Managers should focus on growing, not running, business

Published on December 18, 2012

Managers should focus on growing, not running, business

By Kelly Anderson

Published by The Providence Business News

Kevin J. Duggan says he sees the whole picture when it comes to how to grow your business. Now he wants other companies to get the same view too. Duggan’s recently released book, “Design for Operational Excellence: A Breakthrough Strategy for Business Growth,” published by McGraw-Hill in September, does just that for companies, he said. In his third book, the first to be published by McGraw-Hill, Duggan outlines the concepts needed to grow your business, including eliminating management positions and using more of a team-based approach.

PBN: Why did you feel the need to write this book?

DUGGAN: Because I’ve been teaching companies for the past 12 years or so about … how to improve factory operations, how to make factories lean. All with the end result of lowering cost and being more competitive. And then one day … I was working with a CEO and I kind of realized something, that you could probably be the leanest, most cost-efficient factory in the world and it doesn’t do a company any good unless you keep getting orders and unless you keep getting market share. And that’s when it dawned on me that everybody’s out there trying to teach people how to cut cost and everything, but what are you going to do if you have this low-cost, perfect-quality product and the customer looks at you and says “yeah you got perfect quality, perfect delivery, everything is good except for one thing: We don’t need your product anymore.” And then it dawned on me that I had been teaching these companies half the story. I need to be teaching the whole story. And the way that whole story works, because I’m an engineer, I teach a process not just recommendation ... so then I added onto it, this is how you can add onto it and design a factory that will make it grow your business. So I began teaching operational excellence.

+ + + +

» Required actions
**1)** From the Duggan interview, write out the passage starting with "By Kelly Anderson" and going on through "a team-based approach.".
**2)** Render this sentence from the Duggan interview in Spanish: "Now he wants other companies to get the same view too."

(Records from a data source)

+ + + +

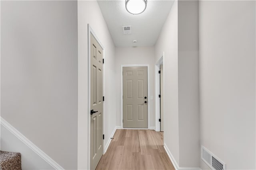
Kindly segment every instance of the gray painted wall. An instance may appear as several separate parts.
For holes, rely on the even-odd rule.
[[[21,154],[22,170],[52,170],[54,168],[8,129],[1,125],[1,150]]]
[[[181,167],[200,166],[198,15],[198,2],[175,1],[156,44],[156,62],[165,54],[164,143]]]
[[[1,1],[1,114],[77,167],[77,2]]]
[[[198,2],[178,1],[180,167],[199,167]]]
[[[163,69],[165,94],[164,96],[164,117],[165,122],[168,122],[168,123],[164,123],[164,140],[178,164],[180,149],[178,77],[178,4],[177,1],[174,2],[156,43],[155,63],[160,59],[164,51]]]
[[[199,2],[201,143],[228,170],[256,168],[255,12],[255,1]]]

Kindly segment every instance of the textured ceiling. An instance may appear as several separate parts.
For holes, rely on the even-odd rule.
[[[156,43],[172,6],[173,0],[148,0],[145,11],[133,15],[124,0],[98,0],[116,47],[152,46]],[[132,34],[123,34],[122,26],[132,26]],[[138,42],[134,44],[133,40]]]

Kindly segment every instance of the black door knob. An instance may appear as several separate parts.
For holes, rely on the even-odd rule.
[[[97,113],[98,111],[94,111],[93,110],[93,109],[91,110],[91,115],[93,115],[93,113]]]

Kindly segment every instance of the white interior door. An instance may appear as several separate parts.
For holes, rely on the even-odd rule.
[[[148,128],[147,67],[123,67],[123,127]]]
[[[103,154],[103,49],[91,33],[90,41],[90,158],[95,169]]]
[[[160,131],[164,131],[164,78],[163,76],[163,65],[160,66]]]

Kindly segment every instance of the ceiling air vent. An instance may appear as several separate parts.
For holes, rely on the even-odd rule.
[[[123,26],[123,32],[124,32],[124,34],[132,33],[132,26]]]
[[[212,170],[226,170],[226,164],[203,146],[201,156],[202,160]]]

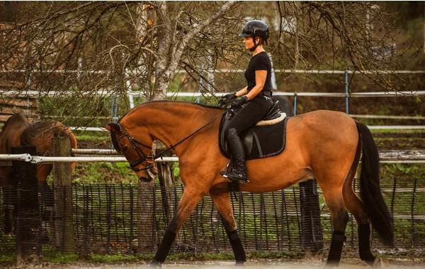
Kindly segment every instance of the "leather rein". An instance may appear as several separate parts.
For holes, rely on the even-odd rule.
[[[128,139],[128,141],[131,144],[132,148],[135,150],[136,150],[136,152],[139,155],[139,159],[137,159],[137,160],[135,160],[133,162],[130,162],[130,168],[132,170],[133,170],[135,172],[147,170],[147,169],[149,169],[152,167],[153,167],[153,163],[155,162],[155,160],[162,157],[166,153],[167,153],[168,152],[169,152],[171,150],[174,150],[175,147],[180,145],[183,142],[184,142],[186,140],[188,139],[189,138],[194,136],[196,133],[197,133],[198,132],[199,132],[200,131],[201,131],[202,129],[205,128],[208,125],[209,125],[210,124],[215,121],[217,119],[222,116],[225,113],[226,113],[226,112],[227,112],[227,110],[225,110],[222,113],[220,114],[215,118],[214,118],[211,121],[208,121],[207,124],[205,124],[203,126],[200,127],[196,131],[193,131],[193,133],[191,133],[191,134],[189,134],[184,138],[181,139],[180,141],[177,142],[174,145],[170,145],[165,150],[162,151],[161,153],[157,154],[155,155],[153,155],[152,153],[149,155],[147,155],[144,153],[143,153],[143,152],[140,150],[140,148],[137,146],[137,145],[140,145],[144,148],[151,150],[151,153],[152,153],[152,148],[137,141],[132,136],[131,136],[130,133],[128,133],[128,132],[125,130],[125,128],[122,125],[120,125],[119,123],[118,123],[117,124],[120,126],[120,128],[123,131],[123,134],[116,138],[116,142],[118,142],[120,140],[123,139],[123,138],[127,138],[127,139]],[[145,162],[147,162],[147,164],[148,164],[148,165],[146,167],[142,168],[142,169],[136,167],[136,166],[140,165],[141,163]],[[152,180],[152,179],[148,180],[148,181],[150,181],[151,180]]]

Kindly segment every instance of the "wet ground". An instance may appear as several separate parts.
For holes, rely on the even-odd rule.
[[[425,268],[425,259],[423,258],[383,258],[378,267],[385,268]],[[9,267],[12,268],[13,267]],[[26,267],[28,268],[28,267]],[[52,268],[52,269],[143,269],[148,268],[147,263],[144,261],[135,263],[70,263],[67,264],[50,264],[44,263],[35,268]],[[324,261],[317,258],[305,258],[300,260],[251,260],[245,263],[243,267],[235,266],[232,261],[167,261],[162,268],[208,268],[208,269],[225,269],[234,268],[245,268],[249,269],[317,269],[324,268]],[[343,258],[339,268],[370,268],[365,263],[356,258]]]

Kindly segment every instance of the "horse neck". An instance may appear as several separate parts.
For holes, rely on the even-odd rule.
[[[129,119],[136,125],[146,126],[149,133],[166,147],[180,142],[222,112],[220,109],[190,103],[157,102],[152,104],[156,105],[147,104],[140,108],[143,112],[132,113],[129,115]],[[220,119],[201,131],[211,131],[211,127],[218,126],[218,122]],[[193,141],[192,138],[176,147],[175,153],[178,156],[181,155],[186,148],[184,144],[190,143],[191,141]]]

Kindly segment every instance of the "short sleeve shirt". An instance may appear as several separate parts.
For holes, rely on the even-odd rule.
[[[271,63],[267,53],[261,52],[251,58],[248,67],[245,70],[248,92],[255,86],[255,71],[258,70],[266,70],[267,71],[266,83],[262,90],[271,91]]]

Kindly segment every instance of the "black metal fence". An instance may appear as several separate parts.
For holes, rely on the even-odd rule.
[[[424,248],[425,180],[385,179],[381,180],[381,186],[394,218],[396,248]],[[38,187],[33,192],[38,193],[39,210],[33,210],[30,215],[33,226],[30,229],[32,234],[37,236],[22,238],[16,234],[22,234],[19,232],[21,226],[28,222],[24,222],[19,213],[19,201],[23,201],[23,194],[28,193],[28,190],[23,190],[20,186],[4,186],[1,189],[0,253],[9,254],[16,251],[17,240],[27,239],[34,240],[34,249],[42,253],[154,252],[183,192],[182,186],[166,189],[155,185],[152,189],[152,201],[139,201],[138,186],[135,185],[74,184],[71,188],[58,187],[55,191],[46,186]],[[54,206],[53,201],[57,203],[57,197],[64,200],[67,196],[55,195],[55,200],[54,192],[72,193],[72,201],[69,201],[72,207],[64,209],[62,215],[55,213],[57,205]],[[305,196],[305,190],[300,190],[298,186],[271,193],[231,195],[246,249],[302,251],[312,246],[321,249],[322,244],[325,249],[329,248],[330,217],[320,190],[318,192],[320,221],[317,219],[318,214],[303,213],[304,208],[309,203],[314,203],[317,198]],[[167,200],[168,208],[164,206],[164,198]],[[62,203],[66,203],[65,201]],[[153,213],[151,218],[147,219],[146,215],[140,213],[142,207],[146,209],[144,212]],[[311,220],[306,221],[305,218]],[[348,237],[346,246],[356,249],[357,227],[353,218],[350,220],[346,232]],[[309,229],[315,231],[307,232]],[[72,246],[64,246],[64,239],[69,236],[72,238]],[[374,248],[386,248],[375,234],[372,237]],[[200,202],[178,234],[172,251],[231,251],[219,215],[209,196]]]

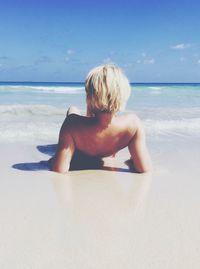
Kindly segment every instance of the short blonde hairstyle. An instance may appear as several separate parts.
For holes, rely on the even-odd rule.
[[[89,111],[116,113],[125,108],[131,87],[119,67],[106,64],[89,72],[85,90]]]

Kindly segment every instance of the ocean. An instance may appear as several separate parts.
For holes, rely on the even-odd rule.
[[[131,84],[125,112],[136,113],[147,137],[200,137],[200,84]],[[0,82],[0,141],[56,143],[70,105],[85,111],[83,83]]]

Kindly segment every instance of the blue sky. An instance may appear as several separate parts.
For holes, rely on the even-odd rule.
[[[115,63],[132,82],[200,82],[200,1],[0,0],[1,81],[84,81]]]

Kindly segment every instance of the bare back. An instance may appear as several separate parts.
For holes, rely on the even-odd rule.
[[[106,157],[128,146],[135,132],[131,118],[113,116],[101,124],[101,119],[71,114],[64,122],[64,130],[70,132],[75,148],[91,156]]]
[[[145,133],[136,115],[99,113],[96,117],[84,117],[72,113],[61,127],[58,150],[51,160],[51,167],[56,172],[67,172],[76,150],[93,157],[107,157],[127,146],[135,170],[140,173],[150,171]]]

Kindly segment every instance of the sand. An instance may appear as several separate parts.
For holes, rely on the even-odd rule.
[[[149,141],[152,174],[45,170],[33,144],[2,144],[0,268],[200,268],[198,139]]]

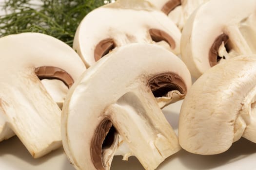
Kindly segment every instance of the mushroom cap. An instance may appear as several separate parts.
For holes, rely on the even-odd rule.
[[[161,47],[147,43],[116,49],[87,69],[69,91],[62,110],[62,142],[75,167],[79,170],[107,169],[101,159],[97,163],[92,160],[96,154],[92,147],[94,136],[104,138],[108,132],[96,133],[99,127],[103,129],[104,126],[99,125],[106,119],[146,169],[156,168],[177,152],[175,134],[162,117],[149,85],[152,77],[170,73],[176,75],[172,81],[182,80],[186,88],[189,88],[190,73],[179,58]],[[121,115],[123,118],[118,117]],[[144,140],[146,143],[141,145]],[[149,148],[150,150],[145,150]],[[154,159],[147,161],[152,157]]]
[[[175,24],[150,3],[122,0],[89,13],[77,30],[73,48],[88,67],[115,47],[153,43],[152,39],[166,41],[173,52],[179,53],[180,36]]]
[[[235,38],[240,34],[239,23],[256,12],[256,1],[254,0],[210,0],[193,13],[183,28],[180,43],[181,58],[192,76],[198,78],[211,68],[210,51],[218,36],[226,34],[230,44],[243,41],[240,38]],[[232,28],[235,28],[233,30]]]
[[[39,78],[70,86],[86,68],[67,44],[39,33],[0,38],[0,140],[11,129],[34,157],[41,156],[61,145],[61,110]]]
[[[161,10],[182,30],[191,14],[209,0],[147,0]]]
[[[178,137],[183,149],[213,154],[226,151],[241,136],[256,143],[256,56],[220,63],[195,82],[180,110]]]

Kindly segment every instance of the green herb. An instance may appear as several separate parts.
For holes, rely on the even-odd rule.
[[[7,14],[0,16],[0,37],[37,32],[55,37],[72,46],[76,30],[91,11],[103,0],[5,0]],[[37,3],[39,2],[39,3]]]

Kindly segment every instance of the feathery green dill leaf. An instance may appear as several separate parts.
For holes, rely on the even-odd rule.
[[[0,16],[0,37],[37,32],[55,37],[72,46],[76,30],[91,11],[103,0],[5,0]]]

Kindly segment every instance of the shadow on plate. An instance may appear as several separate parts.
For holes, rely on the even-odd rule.
[[[256,144],[244,138],[234,143],[226,152],[214,155],[200,155],[189,153],[184,150],[171,156],[160,165],[157,170],[209,170],[243,159],[256,153]],[[142,170],[139,162],[134,157],[129,161],[121,160],[121,156],[115,156],[111,170]]]
[[[41,164],[52,157],[62,154],[64,152],[61,148],[52,152],[47,156],[34,159],[16,136],[0,142],[0,158],[6,154],[12,155],[33,165]]]

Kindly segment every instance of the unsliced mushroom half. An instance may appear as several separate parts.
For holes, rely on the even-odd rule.
[[[209,0],[147,0],[161,10],[182,30],[191,14]]]
[[[256,55],[241,56],[206,71],[180,110],[179,143],[200,154],[221,153],[241,136],[256,143]]]
[[[158,43],[180,53],[181,33],[164,14],[142,0],[119,0],[88,14],[73,48],[89,67],[113,49],[135,42]]]
[[[181,36],[181,58],[192,75],[198,78],[222,59],[256,52],[256,15],[255,0],[210,0],[201,5]]]
[[[61,145],[61,110],[40,80],[69,88],[85,67],[67,45],[39,33],[0,38],[0,140],[15,134],[33,156],[43,156]]]
[[[185,64],[161,47],[133,43],[114,50],[83,74],[64,103],[62,141],[72,164],[109,170],[121,154],[155,169],[180,147],[154,97],[186,94],[191,84]]]

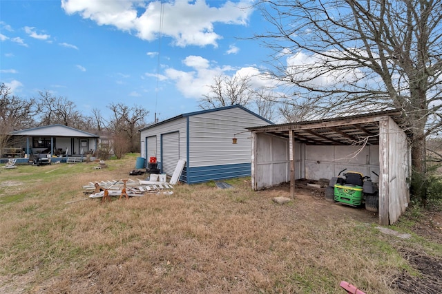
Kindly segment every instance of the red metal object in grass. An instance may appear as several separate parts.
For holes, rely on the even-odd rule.
[[[341,281],[339,286],[345,289],[348,294],[365,294],[365,292],[361,291],[348,282]]]

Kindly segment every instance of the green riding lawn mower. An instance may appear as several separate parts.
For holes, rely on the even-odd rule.
[[[343,169],[337,177],[332,178],[325,190],[325,199],[354,207],[365,204],[367,211],[378,212],[379,193],[376,183],[372,182],[369,176],[357,171],[347,171],[341,177],[346,170]]]

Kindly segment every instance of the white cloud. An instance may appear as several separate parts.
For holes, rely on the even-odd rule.
[[[352,61],[340,61],[339,58],[343,56],[343,53],[329,51],[325,54],[336,56],[337,59],[327,59],[322,54],[307,55],[299,52],[287,58],[287,70],[296,78],[308,81],[306,84],[321,87],[336,86],[346,82],[354,83],[363,78],[363,73],[357,68],[351,72],[345,69],[346,65],[352,64]],[[325,70],[323,66],[325,64],[343,70]]]
[[[78,68],[79,70],[80,70],[81,72],[86,72],[86,68],[81,65],[75,65],[77,67],[77,68]]]
[[[66,47],[66,48],[73,48],[78,50],[78,47],[75,45],[69,44],[68,43],[59,43],[58,45],[60,46]]]
[[[6,23],[5,23],[4,21],[0,21],[0,25],[1,25],[1,28],[3,30],[6,30],[9,32],[14,32],[12,28],[10,25],[6,24]]]
[[[227,54],[236,54],[240,52],[240,48],[236,47],[234,45],[231,45],[229,46],[229,50],[226,51]]]
[[[28,47],[28,44],[26,44],[23,39],[19,36],[16,36],[15,38],[12,38],[11,41],[14,43],[17,43],[17,44],[21,45],[22,46]]]
[[[0,70],[2,74],[17,74],[18,72],[15,70]]]
[[[151,57],[155,57],[158,55],[158,52],[146,52],[146,55]]]
[[[145,73],[143,76],[142,76],[141,78],[142,79],[144,79],[144,77],[148,77],[148,78],[157,78],[158,77],[158,80],[159,81],[166,81],[167,80],[167,76],[163,75],[163,74],[151,74],[148,72]]]
[[[198,56],[189,56],[183,63],[191,67],[189,71],[168,68],[165,71],[168,79],[175,83],[175,87],[186,98],[199,99],[209,91],[209,85],[213,84],[217,76],[238,76],[250,78],[251,86],[255,89],[273,86],[276,81],[265,78],[266,75],[253,67],[233,69],[230,66],[213,66],[207,59]]]
[[[61,0],[61,8],[69,14],[78,13],[99,25],[135,32],[143,40],[155,40],[161,32],[171,37],[177,46],[217,47],[218,40],[222,36],[215,32],[214,24],[247,25],[253,12],[251,3],[251,0],[228,1],[214,7],[204,0],[177,0],[162,4],[160,1]]]
[[[209,62],[207,59],[193,55],[186,57],[183,63],[189,67],[195,67],[195,69],[208,68],[209,66]]]
[[[47,40],[50,38],[50,35],[46,34],[38,34],[35,31],[35,28],[33,27],[25,27],[25,32],[29,35],[31,38],[37,39],[39,40]]]
[[[10,83],[5,83],[5,85],[10,88],[11,93],[15,93],[23,86],[23,84],[17,80],[12,80]]]
[[[129,93],[129,96],[131,97],[140,97],[141,94],[136,91],[132,91]]]

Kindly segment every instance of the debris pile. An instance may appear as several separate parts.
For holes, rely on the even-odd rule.
[[[173,189],[173,186],[167,182],[132,179],[89,182],[88,185],[83,186],[83,189],[90,198],[102,198],[106,191],[109,196],[121,196],[125,193],[128,197],[140,197],[149,193],[169,195],[173,193],[170,191]]]

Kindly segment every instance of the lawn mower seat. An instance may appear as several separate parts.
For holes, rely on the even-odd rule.
[[[363,185],[363,175],[356,171],[349,171],[345,174],[345,184],[362,186]]]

+ + + +

» Answers provided
**1)**
By Kelly Anderson

Published by The Providence Business News

Kevin J. Duggan says he sees the whole picture when it comes to how to grow your business. Now he wants other companies to get the same view too. Duggan’s recently released book, “Design for Operational Excellence: A Breakthrough Strategy for Business Growth,” published by McGraw-Hill in September, does just that for companies, he said. In his third book, the first to be published by McGraw-Hill, Duggan outlines the concepts needed to grow your business, including eliminating management positions and using more of a team-based approach.

**2)** Ahora quiere que otras empresas también tengan la misma visión.